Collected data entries

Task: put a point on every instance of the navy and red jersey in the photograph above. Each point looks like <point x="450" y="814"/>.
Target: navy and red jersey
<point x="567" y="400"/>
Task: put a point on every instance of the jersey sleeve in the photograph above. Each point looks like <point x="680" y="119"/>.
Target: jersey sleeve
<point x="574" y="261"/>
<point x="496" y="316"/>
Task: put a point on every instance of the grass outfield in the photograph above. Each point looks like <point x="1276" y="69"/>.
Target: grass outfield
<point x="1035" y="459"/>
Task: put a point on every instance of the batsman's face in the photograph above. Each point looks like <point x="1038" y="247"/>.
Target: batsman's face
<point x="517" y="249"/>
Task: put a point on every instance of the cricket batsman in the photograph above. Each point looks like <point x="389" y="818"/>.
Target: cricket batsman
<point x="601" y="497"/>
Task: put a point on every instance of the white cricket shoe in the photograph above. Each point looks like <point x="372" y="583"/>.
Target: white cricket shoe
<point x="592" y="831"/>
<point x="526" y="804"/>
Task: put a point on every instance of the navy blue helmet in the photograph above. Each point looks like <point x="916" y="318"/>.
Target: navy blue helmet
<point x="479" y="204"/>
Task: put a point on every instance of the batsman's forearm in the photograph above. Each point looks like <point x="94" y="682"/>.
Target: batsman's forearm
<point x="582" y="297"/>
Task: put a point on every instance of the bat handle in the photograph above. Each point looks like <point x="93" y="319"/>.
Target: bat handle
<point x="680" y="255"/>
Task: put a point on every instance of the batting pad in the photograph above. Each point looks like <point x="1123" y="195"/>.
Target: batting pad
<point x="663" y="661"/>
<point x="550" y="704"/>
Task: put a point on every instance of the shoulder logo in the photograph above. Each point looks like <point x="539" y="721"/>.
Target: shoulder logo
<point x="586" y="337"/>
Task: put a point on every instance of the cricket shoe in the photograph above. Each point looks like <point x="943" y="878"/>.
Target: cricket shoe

• [Exercise instructions] Rewrite the material from the line holding "Task: put a point on every instance of the cricket batsman" through the end of the material, inclusive. Reproduce every line and shift each x and y coordinate in the answer points by -76.

• [Solution for this exercise]
Task: put a point on every instance of the cricket batsman in the photograph above. Each point looks like <point x="389" y="818"/>.
Target: cricket batsman
<point x="525" y="421"/>
Task: put a point on every instance of the white cricket shoe in the photograph above. Each point looks like <point x="372" y="583"/>.
Target: white cricket shoe
<point x="516" y="755"/>
<point x="450" y="728"/>
Task: put a point on every instance of the navy blue helmet in the photograph above. Each point looks like <point x="916" y="318"/>.
Target: navy blue helmet
<point x="403" y="128"/>
Task: put a point on every instance of the batsman's forearm in the photograph above. Each point looks like <point x="94" y="682"/>.
Target: batsman's forearm
<point x="506" y="221"/>
Task: put a point on every instance of the bat handle in the photograph above. Each point looks like <point x="93" y="319"/>.
Target: bat handle
<point x="604" y="179"/>
Task: put a point on every instance of the batting pad in the photograph above. Each point looks like <point x="1123" y="195"/>.
Target: batting pad
<point x="587" y="585"/>
<point x="474" y="628"/>
Task: put a point on every instance of the shoulder logo in the photograph above. Each point looks like <point x="539" y="721"/>.
Target: shoulder logo
<point x="510" y="261"/>
Task: put a point on every instance of the cricket shoe in the photograph above. Each point looks like <point x="943" y="878"/>.
Target: cricket shoe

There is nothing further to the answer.